Entries from a dataset
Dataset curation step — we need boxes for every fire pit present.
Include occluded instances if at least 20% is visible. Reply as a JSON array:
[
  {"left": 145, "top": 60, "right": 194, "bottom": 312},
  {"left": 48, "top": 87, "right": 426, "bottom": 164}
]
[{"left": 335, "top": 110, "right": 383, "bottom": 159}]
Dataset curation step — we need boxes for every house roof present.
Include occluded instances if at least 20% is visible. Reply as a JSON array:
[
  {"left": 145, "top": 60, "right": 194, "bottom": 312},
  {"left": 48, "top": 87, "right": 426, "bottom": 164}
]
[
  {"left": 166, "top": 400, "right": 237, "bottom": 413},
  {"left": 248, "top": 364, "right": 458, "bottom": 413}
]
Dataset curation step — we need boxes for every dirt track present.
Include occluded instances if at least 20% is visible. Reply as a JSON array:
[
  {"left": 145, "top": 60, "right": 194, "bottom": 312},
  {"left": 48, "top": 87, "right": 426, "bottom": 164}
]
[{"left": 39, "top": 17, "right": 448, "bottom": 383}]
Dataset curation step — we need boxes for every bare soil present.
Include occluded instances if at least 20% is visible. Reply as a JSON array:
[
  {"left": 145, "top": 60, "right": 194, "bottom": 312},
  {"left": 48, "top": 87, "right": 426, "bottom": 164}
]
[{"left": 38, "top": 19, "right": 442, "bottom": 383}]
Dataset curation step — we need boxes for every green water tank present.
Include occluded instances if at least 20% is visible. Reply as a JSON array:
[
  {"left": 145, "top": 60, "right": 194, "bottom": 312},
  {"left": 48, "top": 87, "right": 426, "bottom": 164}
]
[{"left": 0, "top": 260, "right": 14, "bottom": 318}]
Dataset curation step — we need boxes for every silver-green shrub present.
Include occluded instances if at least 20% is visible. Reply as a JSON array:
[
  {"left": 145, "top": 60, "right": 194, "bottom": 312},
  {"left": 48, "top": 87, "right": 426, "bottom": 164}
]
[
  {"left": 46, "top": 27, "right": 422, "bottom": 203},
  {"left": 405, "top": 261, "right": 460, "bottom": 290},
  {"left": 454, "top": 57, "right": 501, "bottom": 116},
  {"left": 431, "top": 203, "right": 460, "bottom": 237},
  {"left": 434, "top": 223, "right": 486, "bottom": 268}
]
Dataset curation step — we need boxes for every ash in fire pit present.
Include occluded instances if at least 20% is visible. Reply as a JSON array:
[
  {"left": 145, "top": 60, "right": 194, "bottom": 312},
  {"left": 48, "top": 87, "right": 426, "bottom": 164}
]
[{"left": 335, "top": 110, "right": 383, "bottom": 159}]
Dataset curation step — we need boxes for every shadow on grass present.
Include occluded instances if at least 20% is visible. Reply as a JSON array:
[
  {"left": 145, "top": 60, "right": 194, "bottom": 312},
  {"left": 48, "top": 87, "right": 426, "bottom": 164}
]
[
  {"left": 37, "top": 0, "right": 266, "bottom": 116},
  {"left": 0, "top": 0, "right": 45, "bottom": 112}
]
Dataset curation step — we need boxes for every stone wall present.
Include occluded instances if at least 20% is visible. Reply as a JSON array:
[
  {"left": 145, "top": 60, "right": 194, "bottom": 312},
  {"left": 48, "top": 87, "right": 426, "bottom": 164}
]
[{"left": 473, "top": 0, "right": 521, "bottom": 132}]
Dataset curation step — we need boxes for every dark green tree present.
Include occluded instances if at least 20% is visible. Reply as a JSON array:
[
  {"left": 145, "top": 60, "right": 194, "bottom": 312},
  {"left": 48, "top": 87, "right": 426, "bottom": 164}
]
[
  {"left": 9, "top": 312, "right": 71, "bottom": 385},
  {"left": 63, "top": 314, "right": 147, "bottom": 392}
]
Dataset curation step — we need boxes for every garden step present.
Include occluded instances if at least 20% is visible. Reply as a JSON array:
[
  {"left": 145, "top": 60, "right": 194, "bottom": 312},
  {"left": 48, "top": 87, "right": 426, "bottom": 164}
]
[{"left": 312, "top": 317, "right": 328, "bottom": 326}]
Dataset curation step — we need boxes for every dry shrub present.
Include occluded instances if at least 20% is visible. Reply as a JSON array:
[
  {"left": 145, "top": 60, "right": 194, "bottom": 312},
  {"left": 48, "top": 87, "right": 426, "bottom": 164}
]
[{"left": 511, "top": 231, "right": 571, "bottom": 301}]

▸ YOUR INSTRUCTIONS:
Can you rewrite the listing above with "Dataset curation step" changed to "Labeling pass" everywhere and nothing else altered?

▸ OUTPUT FOR THIS EXERCISE:
Labeling pass — we need boxes for every fire pit present.
Include occluded instances if at least 20% is visible. Reply as a JSON array:
[
  {"left": 145, "top": 60, "right": 194, "bottom": 312},
  {"left": 48, "top": 87, "right": 426, "bottom": 164}
]
[{"left": 335, "top": 110, "right": 383, "bottom": 159}]
Labeling pass — we need boxes for every house roof present.
Include occluded instances if at least 20% is visible. Reply as a JSON array:
[
  {"left": 145, "top": 60, "right": 194, "bottom": 312},
  {"left": 48, "top": 87, "right": 426, "bottom": 164}
]
[
  {"left": 166, "top": 400, "right": 237, "bottom": 413},
  {"left": 248, "top": 364, "right": 458, "bottom": 413}
]
Labeling pass — we need boxes for every dirt track present.
Include occluded instances if at least 20% is visible. Reply as a JSON array:
[
  {"left": 145, "top": 60, "right": 194, "bottom": 312},
  {"left": 48, "top": 87, "right": 426, "bottom": 164}
]
[{"left": 39, "top": 17, "right": 448, "bottom": 383}]
Labeling pass — we need boxes for every bare soil present.
Include occluded instances if at least 20% is visible. Reply as a JSON array:
[
  {"left": 145, "top": 60, "right": 194, "bottom": 312},
  {"left": 48, "top": 87, "right": 426, "bottom": 164}
]
[{"left": 38, "top": 19, "right": 442, "bottom": 383}]
Labeling pass — we need boxes for every green water tank present.
Include occluded instances if at least 20% is visible. Reply as a JSON array:
[
  {"left": 145, "top": 60, "right": 194, "bottom": 312},
  {"left": 48, "top": 87, "right": 426, "bottom": 164}
]
[{"left": 0, "top": 260, "right": 14, "bottom": 318}]
Labeling pass — we need boxes for every silver-green shrub present.
Include occluded instances if at least 20% is visible. Reply as a JSON array:
[
  {"left": 145, "top": 60, "right": 194, "bottom": 312},
  {"left": 48, "top": 87, "right": 426, "bottom": 164}
]
[
  {"left": 46, "top": 27, "right": 422, "bottom": 203},
  {"left": 405, "top": 261, "right": 460, "bottom": 290},
  {"left": 454, "top": 57, "right": 501, "bottom": 116},
  {"left": 431, "top": 203, "right": 460, "bottom": 237},
  {"left": 434, "top": 223, "right": 486, "bottom": 268}
]
Labeling pass — we need boxes for every ash in fire pit present.
Include occluded instances if at least 20% is visible. Reply as a JSON array:
[
  {"left": 145, "top": 60, "right": 194, "bottom": 312},
  {"left": 48, "top": 87, "right": 426, "bottom": 164}
]
[{"left": 335, "top": 110, "right": 383, "bottom": 159}]
Labeling pass — we need boxes for every shadow on grass present.
Include occluded instances if at least 20% is visible. Reply as a JSON array:
[
  {"left": 145, "top": 60, "right": 194, "bottom": 312},
  {"left": 48, "top": 87, "right": 426, "bottom": 164}
]
[
  {"left": 37, "top": 0, "right": 266, "bottom": 116},
  {"left": 0, "top": 0, "right": 45, "bottom": 112}
]
Labeling pass — we need boxes for every stone wall present.
Include occluded instances if at least 20% is visible. Reply as a JSON array:
[
  {"left": 145, "top": 60, "right": 194, "bottom": 312},
  {"left": 48, "top": 87, "right": 426, "bottom": 164}
]
[{"left": 473, "top": 0, "right": 521, "bottom": 132}]
Labeling pass — we need boxes for every dark green tree present.
Include occluded instances if at least 20% is visible. Reply as a JSON array:
[
  {"left": 145, "top": 60, "right": 194, "bottom": 312},
  {"left": 48, "top": 87, "right": 426, "bottom": 164}
]
[
  {"left": 9, "top": 312, "right": 71, "bottom": 385},
  {"left": 63, "top": 314, "right": 147, "bottom": 392}
]
Labeling pass — we need boxes for every garden step present.
Include occluded instances if at least 20% is visible. Reply as a JSON array:
[
  {"left": 145, "top": 60, "right": 194, "bottom": 312},
  {"left": 48, "top": 87, "right": 426, "bottom": 164}
]
[{"left": 312, "top": 317, "right": 328, "bottom": 326}]
Labeling pass — we need boxes for every dry shrub present.
Include occluded instances if at least 20% is visible. Reply as a JSON array:
[
  {"left": 145, "top": 60, "right": 194, "bottom": 312},
  {"left": 48, "top": 87, "right": 426, "bottom": 164}
]
[{"left": 511, "top": 231, "right": 571, "bottom": 301}]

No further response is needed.